▶ _EXERCISE INPUTS_:

- Opening Delimiter -

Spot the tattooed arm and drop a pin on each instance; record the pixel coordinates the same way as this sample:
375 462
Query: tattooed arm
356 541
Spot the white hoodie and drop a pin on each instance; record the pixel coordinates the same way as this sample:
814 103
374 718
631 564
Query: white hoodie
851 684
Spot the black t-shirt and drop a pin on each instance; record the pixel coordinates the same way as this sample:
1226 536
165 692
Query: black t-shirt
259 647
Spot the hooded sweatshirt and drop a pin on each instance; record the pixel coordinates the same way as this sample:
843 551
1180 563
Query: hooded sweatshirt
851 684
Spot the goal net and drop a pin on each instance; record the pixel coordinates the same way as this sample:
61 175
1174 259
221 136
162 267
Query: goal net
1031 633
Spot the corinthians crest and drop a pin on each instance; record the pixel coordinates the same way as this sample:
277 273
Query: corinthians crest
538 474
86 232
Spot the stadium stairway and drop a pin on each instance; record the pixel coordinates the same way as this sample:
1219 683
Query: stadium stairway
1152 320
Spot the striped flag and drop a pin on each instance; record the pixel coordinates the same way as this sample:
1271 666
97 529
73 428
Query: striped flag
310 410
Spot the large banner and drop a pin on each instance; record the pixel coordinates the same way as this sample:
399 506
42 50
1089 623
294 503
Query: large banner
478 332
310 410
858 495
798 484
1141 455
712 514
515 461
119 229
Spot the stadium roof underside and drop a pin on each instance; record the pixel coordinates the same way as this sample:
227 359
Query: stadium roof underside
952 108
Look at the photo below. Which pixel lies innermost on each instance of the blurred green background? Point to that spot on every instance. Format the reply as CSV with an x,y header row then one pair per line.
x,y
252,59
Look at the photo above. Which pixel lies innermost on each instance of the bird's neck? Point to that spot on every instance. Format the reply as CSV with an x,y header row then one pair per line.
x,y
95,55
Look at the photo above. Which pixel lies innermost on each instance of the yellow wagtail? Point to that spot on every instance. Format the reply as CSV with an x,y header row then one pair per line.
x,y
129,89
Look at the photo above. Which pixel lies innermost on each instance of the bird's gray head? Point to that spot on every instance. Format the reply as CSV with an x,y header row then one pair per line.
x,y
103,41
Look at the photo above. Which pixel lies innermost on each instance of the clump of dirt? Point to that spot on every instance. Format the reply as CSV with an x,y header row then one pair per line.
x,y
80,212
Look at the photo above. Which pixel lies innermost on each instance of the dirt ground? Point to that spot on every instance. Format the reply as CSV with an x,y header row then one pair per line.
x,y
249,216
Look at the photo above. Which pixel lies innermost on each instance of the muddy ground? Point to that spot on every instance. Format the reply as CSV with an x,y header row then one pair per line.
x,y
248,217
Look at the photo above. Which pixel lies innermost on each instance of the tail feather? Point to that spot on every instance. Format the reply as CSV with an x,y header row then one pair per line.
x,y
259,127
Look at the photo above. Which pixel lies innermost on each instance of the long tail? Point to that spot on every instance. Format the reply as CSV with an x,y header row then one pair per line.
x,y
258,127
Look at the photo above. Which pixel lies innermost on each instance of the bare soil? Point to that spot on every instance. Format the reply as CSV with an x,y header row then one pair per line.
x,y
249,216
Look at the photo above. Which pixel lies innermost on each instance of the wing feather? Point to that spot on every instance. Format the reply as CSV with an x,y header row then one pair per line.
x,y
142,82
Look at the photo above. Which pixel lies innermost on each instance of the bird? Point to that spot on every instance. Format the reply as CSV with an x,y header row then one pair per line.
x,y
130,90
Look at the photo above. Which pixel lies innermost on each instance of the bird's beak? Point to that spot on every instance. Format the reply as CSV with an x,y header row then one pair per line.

- Closing Delimiter -

▶ _WHAT YOU SHOULD DO_:
Give back all the records above exactly. Keep every word.

▶ _SOLUTION TO THE PROBLEM_:
Spot the tattooed arm and drop a pin on each instance; record the pixel coordinates the same way as this sample:
375 462
Query: tattooed arm
356 541
Spot the white hoodie and drop a pin on each instance; record the pixel coordinates the same way as this sample:
814 103
374 718
631 564
Query: white hoodie
851 684
Spot the black t-shirt and drop a pin on each instance; record the pixel coordinates the same way as this sample:
1226 536
165 692
Query: black t-shirt
259 647
Spot the hooded sweatshirt and drop a pin on each instance; record the pixel coordinates the same way as this sample:
843 551
1180 563
Query: hooded sweatshirt
851 684
Spot the goal net and drop a pin on each instance; record the pixel coordinates the same way as this sample:
61 175
1174 259
221 136
162 267
Query: goal net
1031 633
Spot the corinthians crest and drop a pin on each instance; record the pixel coordinates the same way as this sample:
277 273
Query: corinthians crest
538 474
86 232
Spot the stadium stairway and drop a pin on each instance; record the pixel coordinates the same way as this sample:
1219 683
Query: stadium stairway
1152 320
Spot the striped flag and drop a pin on each instance; record the pixel coordinates the same way as this sample:
1271 666
97 529
73 428
Query: striped flag
310 410
Spot the large banner and drop a pin on each instance; record the pixel coordinates the same way as this sample:
399 506
42 50
1089 623
294 503
Query: large banner
478 332
310 410
858 495
798 484
1141 455
712 514
515 461
119 229
Spot the stadium roof underside and drop a pin on each instance; record the pixel coordinates the same way as this sample:
227 359
Query: stadium roof underside
952 108
Look at the photo below. Which pixel lies innermost on each instance of the blurred green background? Point to that spot on every instance. Format the reply as CSV with an x,y header row then one pair per line.
x,y
252,59
Look at the photo above. Which pixel lies innermost on each instance of the bird's neck? Point to that spot on every instance. Format the reply as CSV with an x,y header row then one pair per line.
x,y
95,55
Look at the photo above. Which pixel lies innermost on each instance of the yellow wagtail? Point to that spot on every instance. Format the reply as CSV with an x,y header row then one pair per line.
x,y
129,89
Look at the photo above. Which pixel lies innermost on each instance of the bird's gray head? Point to that spot on every instance. Format the reply as CSV with an x,y header row then one pair per line.
x,y
103,41
Look at the photo above. Which pixel lies innermost on each instance of the clump of dirt? Point to that spot on every instance. Format the reply as CSV with an x,y header row then one pair per line.
x,y
80,212
Look at the photo above. Which pixel lies innermost on each instance of the dirt ground? Point to that spot on every instance. Format the reply as CSV with an x,y header row then one pair per line.
x,y
249,216
Look at the photo above. Which pixel lies innermost on each instance of the muddy ground? Point to that spot on every instance. Format the reply as CSV with an x,y header row then one pair per line.
x,y
248,217
Look at the photo above. Which pixel lies innermost on each instance of the tail feather? Point to that spot on every instance. Format the reply as CSV with an x,y header row then one pair per line.
x,y
259,127
Look at the photo above. Which pixel lies innermost on each instance of the long tail? Point to that spot on every instance. Format the reply as CSV with an x,y header row then one pair per line.
x,y
258,127
Look at the photo above. Which pixel lies innermost on each instance of the bare soil? Point to that spot on every instance. Format the reply as CSV with an x,y header row then one pair per line.
x,y
249,216
Look at the photo above. Which pixel lies innermost on each instance of the wing feather? Point to that spot on every instance. Format the reply as CSV with an x,y header row then one pair per line.
x,y
142,82
Look at the photo above. Which pixel lies innermost on each instance of the bird? Point to that spot on every instance. Format the reply as CSV with an x,y header row then one pair per line.
x,y
130,90
Look at the photo above. Which pixel lies innermost on each instance of the bird's beak? Point to that spot on every instance. Format the reply as CSV with an x,y header row then one pair per line.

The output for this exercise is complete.